■ **EXTRACTED DATA**
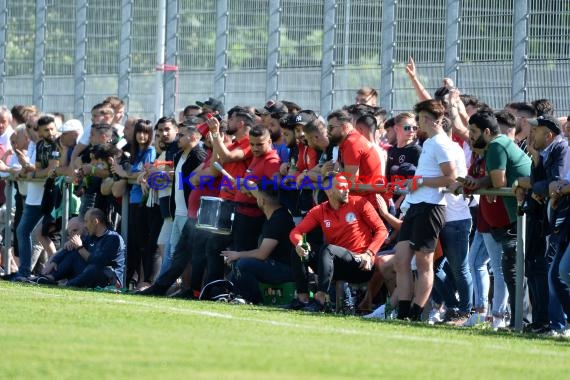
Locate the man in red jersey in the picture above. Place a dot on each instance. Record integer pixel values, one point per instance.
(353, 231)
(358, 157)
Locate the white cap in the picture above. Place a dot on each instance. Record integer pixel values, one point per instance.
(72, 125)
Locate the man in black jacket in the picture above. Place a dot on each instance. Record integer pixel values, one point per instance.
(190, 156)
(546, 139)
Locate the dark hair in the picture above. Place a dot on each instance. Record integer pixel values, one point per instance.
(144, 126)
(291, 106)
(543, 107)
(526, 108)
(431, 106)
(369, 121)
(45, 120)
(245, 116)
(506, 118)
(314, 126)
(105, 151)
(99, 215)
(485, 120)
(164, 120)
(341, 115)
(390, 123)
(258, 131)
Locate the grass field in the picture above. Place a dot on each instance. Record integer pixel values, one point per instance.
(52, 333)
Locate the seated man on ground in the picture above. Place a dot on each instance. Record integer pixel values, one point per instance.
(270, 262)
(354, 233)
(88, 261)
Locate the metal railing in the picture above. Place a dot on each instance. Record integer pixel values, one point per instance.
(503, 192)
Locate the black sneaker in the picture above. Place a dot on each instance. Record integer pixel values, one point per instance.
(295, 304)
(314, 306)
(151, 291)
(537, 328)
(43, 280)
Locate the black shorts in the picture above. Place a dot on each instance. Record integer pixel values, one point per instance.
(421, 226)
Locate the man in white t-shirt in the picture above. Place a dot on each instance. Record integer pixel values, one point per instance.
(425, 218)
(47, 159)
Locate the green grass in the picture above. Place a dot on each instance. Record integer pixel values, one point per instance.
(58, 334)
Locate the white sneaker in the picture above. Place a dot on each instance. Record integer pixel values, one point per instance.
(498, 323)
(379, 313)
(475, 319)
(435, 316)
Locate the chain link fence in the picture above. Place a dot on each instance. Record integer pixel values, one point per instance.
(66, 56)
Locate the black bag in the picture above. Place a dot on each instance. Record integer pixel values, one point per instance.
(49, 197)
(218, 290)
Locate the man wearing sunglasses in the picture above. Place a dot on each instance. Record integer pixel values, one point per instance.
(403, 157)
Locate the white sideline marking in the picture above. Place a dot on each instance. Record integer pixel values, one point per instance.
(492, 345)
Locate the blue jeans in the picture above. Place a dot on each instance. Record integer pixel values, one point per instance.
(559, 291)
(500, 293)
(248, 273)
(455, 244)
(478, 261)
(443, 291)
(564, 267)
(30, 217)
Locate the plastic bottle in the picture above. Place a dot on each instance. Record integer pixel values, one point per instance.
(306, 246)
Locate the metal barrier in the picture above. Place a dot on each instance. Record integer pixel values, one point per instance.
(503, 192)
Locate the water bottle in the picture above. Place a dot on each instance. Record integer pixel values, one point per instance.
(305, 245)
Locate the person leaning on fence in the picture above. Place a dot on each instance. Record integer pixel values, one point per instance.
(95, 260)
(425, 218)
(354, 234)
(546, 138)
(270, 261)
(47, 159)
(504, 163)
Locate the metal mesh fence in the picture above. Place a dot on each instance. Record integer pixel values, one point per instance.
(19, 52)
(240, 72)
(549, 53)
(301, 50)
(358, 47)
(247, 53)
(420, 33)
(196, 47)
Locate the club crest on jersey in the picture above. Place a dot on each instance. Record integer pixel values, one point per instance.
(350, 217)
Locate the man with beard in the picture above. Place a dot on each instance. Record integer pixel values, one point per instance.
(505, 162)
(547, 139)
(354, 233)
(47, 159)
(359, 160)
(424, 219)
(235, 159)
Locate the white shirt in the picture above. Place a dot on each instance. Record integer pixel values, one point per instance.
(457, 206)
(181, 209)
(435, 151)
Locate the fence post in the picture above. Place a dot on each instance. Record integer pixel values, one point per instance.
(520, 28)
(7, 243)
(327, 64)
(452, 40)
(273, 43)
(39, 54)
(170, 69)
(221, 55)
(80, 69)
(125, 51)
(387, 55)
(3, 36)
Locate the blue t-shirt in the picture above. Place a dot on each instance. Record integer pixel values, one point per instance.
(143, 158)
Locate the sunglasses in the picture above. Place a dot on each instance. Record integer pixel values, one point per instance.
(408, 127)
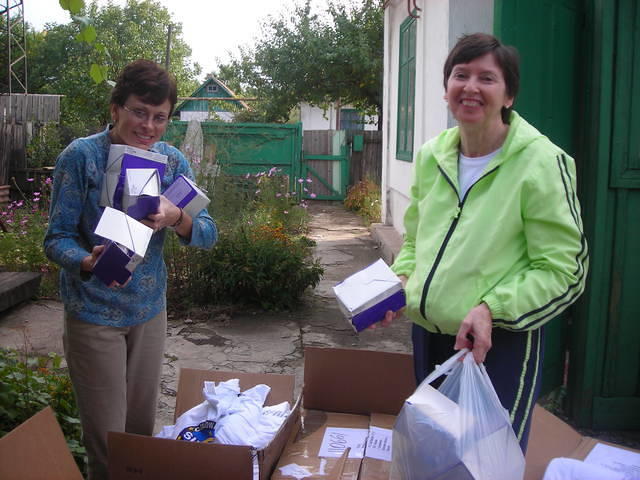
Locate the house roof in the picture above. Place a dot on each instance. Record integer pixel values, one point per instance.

■ **GIVEN EXERCISE**
Revise the items above by replacing every "Place a dot" with "Mark a point", changing nothing else, and omit the pictures from your output.

■ **EXERCISE RESPONSE**
Locate the man in red jersey in the picture above. Mark a point on each instance. Record integer pixel values, one point per instance.
(353, 231)
(358, 157)
Locate the white cap in the picture above. Mark a point on each instance. Record integer pixel values, one point per instance.
(72, 125)
Locate the man in black jacket in the picture above. Mark a point on each instance. Record integer pixel values, one point per instance.
(190, 156)
(546, 139)
Locate the dark hair in the picture above. Mark a point on each instance. Record integer pixel values, one point per instance.
(144, 126)
(291, 106)
(543, 107)
(526, 108)
(431, 106)
(369, 121)
(45, 120)
(245, 116)
(506, 118)
(314, 126)
(105, 151)
(99, 215)
(485, 120)
(164, 120)
(341, 115)
(390, 123)
(258, 131)
Locate the grass field in the picture above. Mark a point on each instance. Record integer pixel values, one point per instance.
(52, 333)
Locate the seated man on ground in the picture above. Mark a point on each instance. Record integer pixel values, one point per instance.
(270, 262)
(354, 233)
(88, 261)
Locate the metal railing in the picture above. Mark a point on each instance. Record integer pixel values, one point per instance.
(503, 192)
Locate the black sneaker in the picture above. Mark a point on each instance. Record integer pixel values, one point per instance.
(295, 304)
(314, 306)
(151, 291)
(537, 328)
(43, 280)
Locate the black shorts in the picture above. Mark a point on each instance. Record integer pixel values, one point per instance.
(421, 226)
Locate the man in white t-shirt in the picture above. Mark a point on each instance. Record integer pixel values, one point per instance.
(425, 218)
(47, 159)
Locate the green grass in the picture above. Mark a point on each instance. Record integer pixel values, one point per instance.
(58, 334)
Locate the white sneaker in the picture above. Mark a point on each instance. Record integer pixel values, one point per instance.
(498, 323)
(379, 313)
(475, 319)
(435, 316)
Locate the chain link fence in the picture above. Mark a point on each instance. Record integer pixel values, one point per instance.
(66, 56)
Locate the black bag in the picture above. Mark a point on each instance. Record integer pixel values, one point per instance.
(49, 197)
(218, 290)
Locate the man wearing sunglasses in the picture above. Mark a point on each instance. Record integer pixel values, one point per instance.
(403, 157)
Locate the white sideline marking in the picture above. Mark a point on each instance. Record integer pixel values, one point per instance.
(492, 345)
Locate the blue jeans in the picture above. Mark a point on each instance. Record integer pixel values, one point per instance.
(559, 291)
(500, 293)
(248, 273)
(455, 244)
(478, 261)
(443, 291)
(564, 267)
(30, 217)
Locate the plastic bottle in the picture above. Mark a point on each instance. Record integer pixel values, one point per instance.
(306, 246)
Locate the metal barrier in the picture above. Mark a point on each instance. Record integer pixel values, one point per instance.
(503, 192)
Locate the water bottle in the picture above. Mark a point on each instance. Record integer pixel values, one point per instance.
(305, 245)
Locate the person leaning on fence in the picture above. Mark a point on each instance. Record integer pixel values, one point per instance.
(95, 260)
(425, 218)
(354, 234)
(546, 138)
(270, 261)
(47, 159)
(504, 163)
Locate the metal mesh fence in the picture above. Mark a point on each instance. Record integer pixel values, one point per instance.
(19, 52)
(240, 72)
(549, 53)
(301, 50)
(358, 47)
(247, 53)
(420, 33)
(196, 47)
Locate the club crest on jersey in the picture above. Mark a point on each instance. Record integer pixel values, one point per instance.
(350, 217)
Locate the man with beard in the picture above. Mark a point on each instance. Record integer pixel values, one point per instance.
(505, 162)
(547, 139)
(354, 233)
(47, 159)
(359, 160)
(424, 219)
(235, 159)
Locate the white shirt in the picture above. Mark a point on each instance. Record integer pixel values, one point per instance.
(457, 206)
(181, 209)
(435, 151)
Locate the fence post in the picture above. Mark a point on each instance. Record integer pixel values, one point per instance.
(520, 28)
(7, 243)
(327, 64)
(452, 40)
(273, 43)
(39, 54)
(170, 69)
(221, 55)
(80, 69)
(125, 51)
(387, 55)
(3, 36)
Locate the blue t-shirt in the picture above. Mark a point on each instance. Record integer pixel values, one point per instance.
(143, 158)
Locate the sunglasses in the picture above. Mark a point on each instance. Record integer pixel values, one point per instance.
(408, 127)
Locate the house roof in the picture above. Mark a point on each instance. Record integer pixel values, one point per instance.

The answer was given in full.